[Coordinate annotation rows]
•••
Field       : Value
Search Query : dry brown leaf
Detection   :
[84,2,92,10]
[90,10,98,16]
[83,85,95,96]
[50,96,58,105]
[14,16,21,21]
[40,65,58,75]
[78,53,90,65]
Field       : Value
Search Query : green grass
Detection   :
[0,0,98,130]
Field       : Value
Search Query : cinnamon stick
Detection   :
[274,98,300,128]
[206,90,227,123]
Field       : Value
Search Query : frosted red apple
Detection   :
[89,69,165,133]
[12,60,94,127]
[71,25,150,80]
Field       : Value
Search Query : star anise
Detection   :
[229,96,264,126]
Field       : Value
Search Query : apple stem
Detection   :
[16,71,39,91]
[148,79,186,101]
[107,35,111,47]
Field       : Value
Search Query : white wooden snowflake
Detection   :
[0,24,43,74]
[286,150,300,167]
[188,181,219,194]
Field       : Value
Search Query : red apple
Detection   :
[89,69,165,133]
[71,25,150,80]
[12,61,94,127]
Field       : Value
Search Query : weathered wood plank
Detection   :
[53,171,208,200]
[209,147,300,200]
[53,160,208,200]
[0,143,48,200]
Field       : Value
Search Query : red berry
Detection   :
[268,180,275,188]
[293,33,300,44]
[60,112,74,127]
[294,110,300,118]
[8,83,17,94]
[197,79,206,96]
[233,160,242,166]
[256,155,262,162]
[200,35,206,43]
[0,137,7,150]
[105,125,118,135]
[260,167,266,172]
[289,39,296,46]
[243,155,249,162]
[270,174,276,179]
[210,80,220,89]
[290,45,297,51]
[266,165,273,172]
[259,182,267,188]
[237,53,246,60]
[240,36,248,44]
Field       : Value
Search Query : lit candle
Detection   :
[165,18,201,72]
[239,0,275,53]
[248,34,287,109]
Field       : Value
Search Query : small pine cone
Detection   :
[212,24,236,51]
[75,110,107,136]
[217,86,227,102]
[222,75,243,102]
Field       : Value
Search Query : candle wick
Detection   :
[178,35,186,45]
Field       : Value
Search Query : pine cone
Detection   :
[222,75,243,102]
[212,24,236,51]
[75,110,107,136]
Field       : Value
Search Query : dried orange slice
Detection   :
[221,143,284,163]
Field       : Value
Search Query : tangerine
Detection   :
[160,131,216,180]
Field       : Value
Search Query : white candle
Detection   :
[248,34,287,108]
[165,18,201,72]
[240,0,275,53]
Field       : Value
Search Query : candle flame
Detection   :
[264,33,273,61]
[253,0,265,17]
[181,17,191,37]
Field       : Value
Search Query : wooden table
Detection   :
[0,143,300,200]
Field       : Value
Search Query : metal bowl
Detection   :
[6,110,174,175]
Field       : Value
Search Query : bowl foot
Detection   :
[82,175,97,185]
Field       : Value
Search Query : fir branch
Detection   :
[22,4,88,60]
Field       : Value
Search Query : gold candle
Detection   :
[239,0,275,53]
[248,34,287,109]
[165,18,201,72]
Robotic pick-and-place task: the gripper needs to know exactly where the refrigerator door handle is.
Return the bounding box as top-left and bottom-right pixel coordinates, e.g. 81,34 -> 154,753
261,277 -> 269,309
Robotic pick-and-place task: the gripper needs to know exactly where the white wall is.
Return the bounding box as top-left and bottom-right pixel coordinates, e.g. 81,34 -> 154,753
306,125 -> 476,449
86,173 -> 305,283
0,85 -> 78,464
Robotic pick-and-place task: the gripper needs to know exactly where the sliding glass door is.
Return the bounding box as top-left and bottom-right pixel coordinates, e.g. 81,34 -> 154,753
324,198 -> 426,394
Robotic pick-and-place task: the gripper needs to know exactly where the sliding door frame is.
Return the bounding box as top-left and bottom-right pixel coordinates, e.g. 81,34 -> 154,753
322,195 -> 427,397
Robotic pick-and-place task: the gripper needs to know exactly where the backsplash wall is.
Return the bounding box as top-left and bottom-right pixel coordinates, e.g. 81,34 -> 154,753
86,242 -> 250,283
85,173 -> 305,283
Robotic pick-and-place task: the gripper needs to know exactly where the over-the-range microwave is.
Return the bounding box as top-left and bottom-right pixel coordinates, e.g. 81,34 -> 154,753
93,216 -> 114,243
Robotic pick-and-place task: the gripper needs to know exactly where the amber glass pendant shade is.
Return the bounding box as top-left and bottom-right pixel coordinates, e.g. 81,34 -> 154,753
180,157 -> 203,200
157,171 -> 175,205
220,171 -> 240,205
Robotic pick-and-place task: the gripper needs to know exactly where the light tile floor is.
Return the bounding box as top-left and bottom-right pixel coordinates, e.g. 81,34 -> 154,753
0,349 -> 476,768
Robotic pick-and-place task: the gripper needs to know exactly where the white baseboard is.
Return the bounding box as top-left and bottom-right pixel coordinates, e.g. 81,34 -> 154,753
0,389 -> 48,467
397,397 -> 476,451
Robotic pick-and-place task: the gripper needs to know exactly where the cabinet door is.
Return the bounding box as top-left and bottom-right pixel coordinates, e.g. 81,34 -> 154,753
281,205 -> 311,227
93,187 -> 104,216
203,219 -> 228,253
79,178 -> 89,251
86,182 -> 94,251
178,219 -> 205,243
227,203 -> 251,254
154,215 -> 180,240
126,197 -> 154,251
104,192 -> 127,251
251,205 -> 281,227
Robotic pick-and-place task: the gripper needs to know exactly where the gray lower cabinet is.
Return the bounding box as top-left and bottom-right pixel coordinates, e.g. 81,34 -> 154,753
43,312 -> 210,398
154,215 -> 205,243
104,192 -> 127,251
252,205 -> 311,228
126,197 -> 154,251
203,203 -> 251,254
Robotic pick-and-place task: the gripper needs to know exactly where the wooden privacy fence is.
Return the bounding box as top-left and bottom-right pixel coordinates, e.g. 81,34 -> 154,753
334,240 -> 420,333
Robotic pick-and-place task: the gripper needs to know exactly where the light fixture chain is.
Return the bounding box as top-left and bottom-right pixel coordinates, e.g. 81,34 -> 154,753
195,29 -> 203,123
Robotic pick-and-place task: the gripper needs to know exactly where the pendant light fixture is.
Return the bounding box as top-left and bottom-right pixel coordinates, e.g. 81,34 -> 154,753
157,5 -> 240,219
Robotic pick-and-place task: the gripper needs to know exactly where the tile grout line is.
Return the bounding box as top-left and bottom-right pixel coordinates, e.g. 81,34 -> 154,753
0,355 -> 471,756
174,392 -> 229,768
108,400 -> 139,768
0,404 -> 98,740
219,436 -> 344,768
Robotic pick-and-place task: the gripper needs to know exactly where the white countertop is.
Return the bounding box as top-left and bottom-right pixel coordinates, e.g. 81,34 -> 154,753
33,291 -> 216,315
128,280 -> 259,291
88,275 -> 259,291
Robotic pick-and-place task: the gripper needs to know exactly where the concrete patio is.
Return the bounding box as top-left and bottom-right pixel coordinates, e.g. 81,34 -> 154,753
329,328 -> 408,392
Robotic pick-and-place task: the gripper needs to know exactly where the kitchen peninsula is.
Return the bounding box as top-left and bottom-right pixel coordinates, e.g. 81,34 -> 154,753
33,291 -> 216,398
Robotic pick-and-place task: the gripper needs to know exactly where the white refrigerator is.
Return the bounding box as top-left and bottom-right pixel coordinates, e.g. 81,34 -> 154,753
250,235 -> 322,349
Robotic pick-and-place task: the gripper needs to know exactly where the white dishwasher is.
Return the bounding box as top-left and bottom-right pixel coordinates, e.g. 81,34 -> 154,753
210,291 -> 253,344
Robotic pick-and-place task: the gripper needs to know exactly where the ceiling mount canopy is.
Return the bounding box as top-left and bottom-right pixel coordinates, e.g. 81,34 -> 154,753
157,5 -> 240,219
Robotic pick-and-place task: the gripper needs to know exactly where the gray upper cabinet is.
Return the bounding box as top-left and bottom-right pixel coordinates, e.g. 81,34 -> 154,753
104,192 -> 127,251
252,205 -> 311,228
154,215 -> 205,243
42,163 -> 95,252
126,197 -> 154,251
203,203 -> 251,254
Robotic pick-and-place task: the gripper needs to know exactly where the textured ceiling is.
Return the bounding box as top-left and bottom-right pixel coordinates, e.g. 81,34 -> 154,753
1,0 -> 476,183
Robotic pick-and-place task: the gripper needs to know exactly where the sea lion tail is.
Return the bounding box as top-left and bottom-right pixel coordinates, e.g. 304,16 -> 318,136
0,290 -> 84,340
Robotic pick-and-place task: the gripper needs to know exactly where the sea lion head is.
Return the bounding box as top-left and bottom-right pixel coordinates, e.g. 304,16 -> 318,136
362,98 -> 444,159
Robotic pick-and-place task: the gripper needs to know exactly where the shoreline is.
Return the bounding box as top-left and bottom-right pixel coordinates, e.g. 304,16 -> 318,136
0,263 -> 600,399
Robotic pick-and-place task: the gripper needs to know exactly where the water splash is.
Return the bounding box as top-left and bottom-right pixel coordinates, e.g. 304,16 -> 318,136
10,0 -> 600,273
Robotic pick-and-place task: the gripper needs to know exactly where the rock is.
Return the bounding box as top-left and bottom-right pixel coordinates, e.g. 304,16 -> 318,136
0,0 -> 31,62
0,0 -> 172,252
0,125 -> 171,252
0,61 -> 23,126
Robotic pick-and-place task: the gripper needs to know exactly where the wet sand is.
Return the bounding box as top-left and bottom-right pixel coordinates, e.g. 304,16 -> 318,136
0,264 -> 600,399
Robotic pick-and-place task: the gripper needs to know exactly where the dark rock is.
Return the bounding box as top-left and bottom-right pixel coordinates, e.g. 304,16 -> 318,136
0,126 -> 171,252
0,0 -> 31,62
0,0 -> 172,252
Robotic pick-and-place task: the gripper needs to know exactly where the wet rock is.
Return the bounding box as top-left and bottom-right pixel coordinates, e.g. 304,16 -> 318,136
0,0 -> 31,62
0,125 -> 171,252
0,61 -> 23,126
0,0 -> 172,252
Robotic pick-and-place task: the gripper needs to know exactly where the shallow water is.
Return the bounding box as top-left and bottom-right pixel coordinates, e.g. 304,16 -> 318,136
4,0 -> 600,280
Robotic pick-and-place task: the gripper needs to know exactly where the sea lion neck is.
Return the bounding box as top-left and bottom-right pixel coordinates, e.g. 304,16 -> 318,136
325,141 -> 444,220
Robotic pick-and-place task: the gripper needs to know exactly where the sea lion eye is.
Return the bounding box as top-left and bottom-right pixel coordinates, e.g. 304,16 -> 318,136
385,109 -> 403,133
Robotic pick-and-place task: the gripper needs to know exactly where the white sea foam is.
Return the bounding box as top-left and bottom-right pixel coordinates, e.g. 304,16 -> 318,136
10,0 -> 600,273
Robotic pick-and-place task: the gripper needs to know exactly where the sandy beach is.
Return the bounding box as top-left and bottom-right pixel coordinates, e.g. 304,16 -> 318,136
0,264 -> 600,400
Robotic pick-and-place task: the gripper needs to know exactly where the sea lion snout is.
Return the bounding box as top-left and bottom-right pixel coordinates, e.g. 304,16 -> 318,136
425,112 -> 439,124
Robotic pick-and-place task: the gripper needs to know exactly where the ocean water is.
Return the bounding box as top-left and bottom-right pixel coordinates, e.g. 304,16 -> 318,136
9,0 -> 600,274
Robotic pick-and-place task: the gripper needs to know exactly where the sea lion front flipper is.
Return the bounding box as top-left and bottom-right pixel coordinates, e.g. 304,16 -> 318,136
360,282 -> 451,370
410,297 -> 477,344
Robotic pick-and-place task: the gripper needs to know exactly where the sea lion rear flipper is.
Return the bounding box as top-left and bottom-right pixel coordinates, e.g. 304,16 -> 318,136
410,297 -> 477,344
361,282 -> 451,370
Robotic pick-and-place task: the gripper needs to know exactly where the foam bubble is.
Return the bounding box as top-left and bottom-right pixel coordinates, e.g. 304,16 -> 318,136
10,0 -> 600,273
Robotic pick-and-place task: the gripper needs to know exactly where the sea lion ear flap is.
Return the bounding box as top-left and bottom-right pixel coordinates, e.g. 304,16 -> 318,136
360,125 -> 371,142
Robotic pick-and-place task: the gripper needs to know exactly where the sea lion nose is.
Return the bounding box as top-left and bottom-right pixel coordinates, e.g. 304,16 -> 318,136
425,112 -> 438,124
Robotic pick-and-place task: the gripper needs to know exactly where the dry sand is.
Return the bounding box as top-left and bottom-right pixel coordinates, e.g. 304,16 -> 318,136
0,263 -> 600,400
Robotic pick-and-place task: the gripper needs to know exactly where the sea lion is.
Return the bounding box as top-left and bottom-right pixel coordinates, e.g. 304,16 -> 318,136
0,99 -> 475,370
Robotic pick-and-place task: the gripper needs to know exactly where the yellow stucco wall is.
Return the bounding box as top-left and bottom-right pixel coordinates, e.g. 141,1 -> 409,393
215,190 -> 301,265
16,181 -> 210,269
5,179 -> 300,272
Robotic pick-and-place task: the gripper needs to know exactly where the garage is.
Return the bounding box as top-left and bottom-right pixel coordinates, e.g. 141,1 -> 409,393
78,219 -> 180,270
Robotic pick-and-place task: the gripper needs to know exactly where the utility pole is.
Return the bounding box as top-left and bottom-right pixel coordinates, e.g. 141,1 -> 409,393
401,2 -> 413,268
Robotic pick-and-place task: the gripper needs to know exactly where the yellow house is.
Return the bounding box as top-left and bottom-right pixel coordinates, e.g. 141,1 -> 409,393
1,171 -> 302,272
•••
*Aim*:
Return, unchanged, the lines from the start of the rows through the line that contains "[12,61,94,127]", including both ends.

*Exercise answer*:
Field       : Value
Search Query : dry brown leaf
Detection   :
[84,2,92,10]
[90,10,98,16]
[83,85,95,96]
[50,96,58,105]
[14,16,21,21]
[40,65,58,75]
[78,53,90,65]
Field       : Value
Search Query : green grass
Detection   :
[0,0,98,130]
Field       : Value
Search Query : cinnamon stick
Detection   :
[274,98,300,128]
[206,90,227,123]
Field       : Value
Search Query : frosted red apple
Detection   :
[89,69,165,133]
[12,60,94,127]
[71,25,150,80]
Field       : Value
Search Query : star anise
Detection   :
[229,96,264,126]
Field       : Value
Search Query : apple stem
Detection   :
[16,71,39,91]
[148,79,186,101]
[107,35,111,47]
Field       : Value
Search Query : white wooden snowflake
Detection   :
[0,24,43,74]
[286,150,300,167]
[188,181,219,194]
Field       : Value
Search Query : red apple
Detection   :
[89,69,165,133]
[71,25,150,80]
[12,61,94,127]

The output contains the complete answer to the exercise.